• **Document text**:
------

What I'm curious about it is whether it can flag structural things. Like this particular scene plays better in chapter 2 than chapter 11. Or whether voice or tone of content strays out of balance. For instance, will it recognize the incongruity of one murder scene told in elongated, intimate detail vs a gleeful pile of mass murders that isn't presented very seriously. I mean, it can't tell if a story is disturbing on a visceral level, obviously.
 
There's kinda no point in arguing which GPT is "best" anyway. Whatever works best for you. Different people will have different experiences.
 
What I'm curious about it is whether it can flag structural things. Like this particular scene plays better in chapter 2 than chapter 11. Or whether voice or tone of content strays out of balance. For instance, will it recognize the incongruity of one murder scene told in elongated, intimate detail vs a gleeful pile of mass murders that isn't presented very seriously. I mean, it can't tell if a story is disturbing on a visceral level, obviously.

It can definitely do the second one. I gave it one story written in an archaic voice where it pointed out that in certain places, the voice veers close to modern, and that I might want to consider if it needed revising. It noted where I was framing one fight scene very clinically so it felt like murder, not like a heroic fight, and it knew that was what I had intended. But since I write short stories, I don't know how well ChatGPT could do that over chapters - Claude, with its project structure, could probably do it better.
 
What I'm curious about it is whether it can flag structural things. Like this particular scene plays better in chapter 2 than chapter 11. Or whether voice or tone of content strays out of balance. For instance, will it recognize the incongruity of one murder scene told in elongated, intimate detail vs a gleeful pile of mass murders that isn't presented very seriously. I mean, it can't tell if a story is disturbing on a visceral level, obviously.
Claude absolutely does for me. I have some really dark, horrible shit in my series. It most definitely flags tone switches, gravity, whether something seems gratuitous or plot driven (no, I don't mean sex, lol) or only there for shock value and it will tell you why it thinks the way it does. I would agree based on my experience with the others that it can't tell you if something it disturbing on a visceral level, but Claude has done very well at explaining why it is or isn't. I can't post the actual scene or its response here (too graphic) but if you'd like me to message it or email it to you as an example I'm more than willing.

------

• **Entries supplied**:
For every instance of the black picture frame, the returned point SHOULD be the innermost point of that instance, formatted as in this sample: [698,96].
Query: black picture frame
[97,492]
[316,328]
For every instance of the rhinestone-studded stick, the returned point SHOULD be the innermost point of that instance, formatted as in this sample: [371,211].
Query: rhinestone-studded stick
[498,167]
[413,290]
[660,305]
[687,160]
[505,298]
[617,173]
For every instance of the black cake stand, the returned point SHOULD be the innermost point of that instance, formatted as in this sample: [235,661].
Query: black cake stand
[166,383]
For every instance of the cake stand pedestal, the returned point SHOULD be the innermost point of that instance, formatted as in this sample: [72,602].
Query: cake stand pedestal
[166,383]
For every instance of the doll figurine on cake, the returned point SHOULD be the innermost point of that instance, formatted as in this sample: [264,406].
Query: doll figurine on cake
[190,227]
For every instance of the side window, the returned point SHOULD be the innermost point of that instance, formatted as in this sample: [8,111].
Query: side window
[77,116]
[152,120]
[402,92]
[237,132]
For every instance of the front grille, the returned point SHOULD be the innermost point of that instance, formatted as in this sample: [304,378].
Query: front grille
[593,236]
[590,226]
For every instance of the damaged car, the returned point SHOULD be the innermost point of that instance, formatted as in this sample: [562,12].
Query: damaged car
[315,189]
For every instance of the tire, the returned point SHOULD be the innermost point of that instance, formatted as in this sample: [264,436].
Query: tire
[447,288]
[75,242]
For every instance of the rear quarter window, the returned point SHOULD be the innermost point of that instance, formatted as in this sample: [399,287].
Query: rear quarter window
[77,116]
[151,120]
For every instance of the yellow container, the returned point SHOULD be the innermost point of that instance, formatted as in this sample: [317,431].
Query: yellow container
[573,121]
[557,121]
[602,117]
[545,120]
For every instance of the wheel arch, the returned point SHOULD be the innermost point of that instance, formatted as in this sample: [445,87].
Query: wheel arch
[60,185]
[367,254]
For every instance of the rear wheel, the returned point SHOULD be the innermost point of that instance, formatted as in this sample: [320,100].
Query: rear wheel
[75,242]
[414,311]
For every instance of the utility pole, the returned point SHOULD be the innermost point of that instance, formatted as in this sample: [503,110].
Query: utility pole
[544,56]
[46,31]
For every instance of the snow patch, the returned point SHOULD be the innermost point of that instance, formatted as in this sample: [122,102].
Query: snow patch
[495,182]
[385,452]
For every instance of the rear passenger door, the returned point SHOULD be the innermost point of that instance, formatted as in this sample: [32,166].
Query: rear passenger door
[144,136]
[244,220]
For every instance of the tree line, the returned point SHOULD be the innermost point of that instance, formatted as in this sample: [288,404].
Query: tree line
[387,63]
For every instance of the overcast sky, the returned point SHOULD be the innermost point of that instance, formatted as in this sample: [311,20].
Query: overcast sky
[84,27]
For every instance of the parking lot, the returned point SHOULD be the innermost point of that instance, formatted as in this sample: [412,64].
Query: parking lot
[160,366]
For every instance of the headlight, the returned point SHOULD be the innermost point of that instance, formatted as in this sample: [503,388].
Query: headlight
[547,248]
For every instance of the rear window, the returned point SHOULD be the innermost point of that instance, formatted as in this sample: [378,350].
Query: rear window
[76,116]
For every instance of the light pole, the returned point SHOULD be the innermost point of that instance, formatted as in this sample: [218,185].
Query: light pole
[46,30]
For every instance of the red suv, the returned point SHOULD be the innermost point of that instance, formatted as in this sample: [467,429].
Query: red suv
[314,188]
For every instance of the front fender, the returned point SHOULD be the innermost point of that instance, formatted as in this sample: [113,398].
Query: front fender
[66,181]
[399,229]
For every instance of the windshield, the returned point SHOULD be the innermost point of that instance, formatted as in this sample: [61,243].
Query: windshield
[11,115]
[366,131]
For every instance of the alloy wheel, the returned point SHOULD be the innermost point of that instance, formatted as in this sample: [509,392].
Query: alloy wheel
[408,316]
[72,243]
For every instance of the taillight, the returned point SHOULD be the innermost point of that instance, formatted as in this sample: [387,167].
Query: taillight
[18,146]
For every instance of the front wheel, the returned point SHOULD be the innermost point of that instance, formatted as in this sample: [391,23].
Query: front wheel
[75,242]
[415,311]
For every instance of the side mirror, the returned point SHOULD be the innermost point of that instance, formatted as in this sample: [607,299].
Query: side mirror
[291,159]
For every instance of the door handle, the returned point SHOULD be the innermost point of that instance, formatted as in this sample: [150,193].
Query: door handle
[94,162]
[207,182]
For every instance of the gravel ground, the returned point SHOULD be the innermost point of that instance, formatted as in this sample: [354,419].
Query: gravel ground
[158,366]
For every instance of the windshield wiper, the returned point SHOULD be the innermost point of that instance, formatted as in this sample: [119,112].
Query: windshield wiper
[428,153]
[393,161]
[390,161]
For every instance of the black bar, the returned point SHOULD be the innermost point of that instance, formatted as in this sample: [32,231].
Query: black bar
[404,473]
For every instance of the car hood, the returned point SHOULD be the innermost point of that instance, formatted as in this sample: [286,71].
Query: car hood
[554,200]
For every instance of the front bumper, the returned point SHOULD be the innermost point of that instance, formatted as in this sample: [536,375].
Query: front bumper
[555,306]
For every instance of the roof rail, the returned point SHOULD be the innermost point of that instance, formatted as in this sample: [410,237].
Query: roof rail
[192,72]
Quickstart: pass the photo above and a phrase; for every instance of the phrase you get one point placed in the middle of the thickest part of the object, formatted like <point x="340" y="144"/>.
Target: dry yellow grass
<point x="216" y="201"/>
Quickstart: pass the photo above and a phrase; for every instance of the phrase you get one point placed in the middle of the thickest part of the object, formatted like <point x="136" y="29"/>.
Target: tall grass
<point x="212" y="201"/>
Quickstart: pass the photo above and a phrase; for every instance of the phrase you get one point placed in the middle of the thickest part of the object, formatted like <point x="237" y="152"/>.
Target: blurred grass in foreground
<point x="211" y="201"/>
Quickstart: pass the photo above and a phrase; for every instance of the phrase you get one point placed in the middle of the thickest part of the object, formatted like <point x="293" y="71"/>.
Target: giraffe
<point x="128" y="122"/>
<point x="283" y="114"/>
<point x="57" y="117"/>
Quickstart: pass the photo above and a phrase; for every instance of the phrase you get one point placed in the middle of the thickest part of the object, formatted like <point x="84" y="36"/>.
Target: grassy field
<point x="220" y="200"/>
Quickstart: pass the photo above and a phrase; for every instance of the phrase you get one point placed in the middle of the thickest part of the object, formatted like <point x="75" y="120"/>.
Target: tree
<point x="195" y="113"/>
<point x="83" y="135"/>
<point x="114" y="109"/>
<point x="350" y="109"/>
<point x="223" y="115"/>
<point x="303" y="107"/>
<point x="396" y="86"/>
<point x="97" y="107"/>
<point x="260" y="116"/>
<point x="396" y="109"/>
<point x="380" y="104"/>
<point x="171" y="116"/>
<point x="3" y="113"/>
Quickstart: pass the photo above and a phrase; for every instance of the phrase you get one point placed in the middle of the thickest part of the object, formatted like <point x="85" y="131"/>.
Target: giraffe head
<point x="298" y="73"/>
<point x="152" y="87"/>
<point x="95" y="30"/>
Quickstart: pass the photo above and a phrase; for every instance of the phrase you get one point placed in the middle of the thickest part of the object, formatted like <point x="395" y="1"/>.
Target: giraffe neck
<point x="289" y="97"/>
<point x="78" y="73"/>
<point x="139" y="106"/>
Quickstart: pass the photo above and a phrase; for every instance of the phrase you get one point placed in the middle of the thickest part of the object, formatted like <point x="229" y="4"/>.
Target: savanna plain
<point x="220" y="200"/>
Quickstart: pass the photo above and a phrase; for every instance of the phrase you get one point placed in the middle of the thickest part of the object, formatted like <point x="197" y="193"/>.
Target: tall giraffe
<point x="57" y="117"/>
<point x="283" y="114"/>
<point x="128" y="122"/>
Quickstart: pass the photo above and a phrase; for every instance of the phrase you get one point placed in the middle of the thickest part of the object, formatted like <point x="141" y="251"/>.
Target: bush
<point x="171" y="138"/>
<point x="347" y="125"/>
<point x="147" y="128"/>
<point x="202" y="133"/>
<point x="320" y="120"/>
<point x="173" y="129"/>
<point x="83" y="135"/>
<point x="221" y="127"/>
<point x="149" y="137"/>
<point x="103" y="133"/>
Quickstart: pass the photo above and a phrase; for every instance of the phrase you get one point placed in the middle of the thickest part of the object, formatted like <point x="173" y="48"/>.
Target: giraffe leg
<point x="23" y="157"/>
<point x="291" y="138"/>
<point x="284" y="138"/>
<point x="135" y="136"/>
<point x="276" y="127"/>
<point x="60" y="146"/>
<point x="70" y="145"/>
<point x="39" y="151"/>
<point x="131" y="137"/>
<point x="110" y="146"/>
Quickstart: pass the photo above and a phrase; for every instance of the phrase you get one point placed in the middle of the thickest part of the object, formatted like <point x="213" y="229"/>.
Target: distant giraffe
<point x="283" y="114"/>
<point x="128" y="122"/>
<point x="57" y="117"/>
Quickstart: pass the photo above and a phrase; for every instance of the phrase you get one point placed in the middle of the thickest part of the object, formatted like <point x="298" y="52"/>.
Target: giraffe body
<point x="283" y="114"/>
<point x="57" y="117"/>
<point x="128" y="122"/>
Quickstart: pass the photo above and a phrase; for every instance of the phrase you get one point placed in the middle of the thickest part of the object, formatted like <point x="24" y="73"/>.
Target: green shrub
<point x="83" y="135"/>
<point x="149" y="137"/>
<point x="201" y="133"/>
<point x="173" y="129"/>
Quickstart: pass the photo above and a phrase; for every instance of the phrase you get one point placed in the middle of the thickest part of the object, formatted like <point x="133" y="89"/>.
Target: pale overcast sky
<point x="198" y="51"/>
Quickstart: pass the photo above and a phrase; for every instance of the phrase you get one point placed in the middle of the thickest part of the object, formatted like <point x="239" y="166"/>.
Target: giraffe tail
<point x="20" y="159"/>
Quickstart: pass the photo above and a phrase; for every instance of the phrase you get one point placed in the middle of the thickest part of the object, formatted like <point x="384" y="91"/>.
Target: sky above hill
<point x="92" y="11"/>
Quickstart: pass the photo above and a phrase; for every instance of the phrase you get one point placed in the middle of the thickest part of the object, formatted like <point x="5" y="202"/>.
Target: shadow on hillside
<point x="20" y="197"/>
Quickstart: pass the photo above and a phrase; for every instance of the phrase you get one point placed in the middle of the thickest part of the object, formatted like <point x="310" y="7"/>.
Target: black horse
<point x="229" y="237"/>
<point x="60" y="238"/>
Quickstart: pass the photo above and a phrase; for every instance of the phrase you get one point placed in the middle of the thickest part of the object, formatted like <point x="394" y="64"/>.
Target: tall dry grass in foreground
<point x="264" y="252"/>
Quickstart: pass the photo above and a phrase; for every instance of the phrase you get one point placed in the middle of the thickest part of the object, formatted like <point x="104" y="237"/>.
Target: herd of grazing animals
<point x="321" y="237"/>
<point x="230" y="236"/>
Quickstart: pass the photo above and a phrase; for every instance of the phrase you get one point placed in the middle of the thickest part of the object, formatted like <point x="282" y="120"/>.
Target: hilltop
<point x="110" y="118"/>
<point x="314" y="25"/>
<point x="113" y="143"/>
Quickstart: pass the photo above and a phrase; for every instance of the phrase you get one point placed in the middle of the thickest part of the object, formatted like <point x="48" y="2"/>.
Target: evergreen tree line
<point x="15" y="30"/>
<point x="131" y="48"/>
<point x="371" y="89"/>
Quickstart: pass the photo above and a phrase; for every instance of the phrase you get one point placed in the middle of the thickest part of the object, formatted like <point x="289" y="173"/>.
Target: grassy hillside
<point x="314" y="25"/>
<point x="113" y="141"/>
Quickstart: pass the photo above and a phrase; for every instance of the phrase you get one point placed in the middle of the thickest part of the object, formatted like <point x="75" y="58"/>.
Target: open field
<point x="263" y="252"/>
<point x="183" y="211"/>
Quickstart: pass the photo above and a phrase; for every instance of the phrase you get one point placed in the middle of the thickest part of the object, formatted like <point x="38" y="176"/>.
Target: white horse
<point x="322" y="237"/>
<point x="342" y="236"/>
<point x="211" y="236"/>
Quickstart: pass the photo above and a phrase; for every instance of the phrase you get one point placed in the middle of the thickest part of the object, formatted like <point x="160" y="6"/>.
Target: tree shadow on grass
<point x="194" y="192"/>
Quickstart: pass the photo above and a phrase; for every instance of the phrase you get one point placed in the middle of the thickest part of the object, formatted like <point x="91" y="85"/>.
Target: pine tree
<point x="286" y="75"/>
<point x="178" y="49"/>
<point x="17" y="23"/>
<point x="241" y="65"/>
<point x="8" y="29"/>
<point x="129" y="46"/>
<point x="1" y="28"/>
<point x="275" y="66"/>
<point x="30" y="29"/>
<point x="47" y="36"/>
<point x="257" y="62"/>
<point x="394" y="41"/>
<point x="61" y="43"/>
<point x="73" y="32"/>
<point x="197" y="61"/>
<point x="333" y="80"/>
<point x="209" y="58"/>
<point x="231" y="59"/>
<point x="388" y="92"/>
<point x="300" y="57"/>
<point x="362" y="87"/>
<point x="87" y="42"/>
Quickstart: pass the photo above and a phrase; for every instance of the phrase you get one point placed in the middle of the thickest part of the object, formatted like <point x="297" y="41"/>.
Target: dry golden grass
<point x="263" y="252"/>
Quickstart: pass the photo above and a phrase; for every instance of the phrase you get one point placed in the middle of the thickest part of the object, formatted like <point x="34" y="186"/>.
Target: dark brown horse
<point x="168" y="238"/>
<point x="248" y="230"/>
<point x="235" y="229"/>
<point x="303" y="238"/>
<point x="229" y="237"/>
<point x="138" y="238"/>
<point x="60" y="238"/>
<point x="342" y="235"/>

------

• **Problem to work on**: In the discussion about getting feedback on fiction, what was pointed out about the story written in an archaic voice?

• **Response below**: In certain places the voice veers close to modern, and the writer might want to consider whether it needed revising.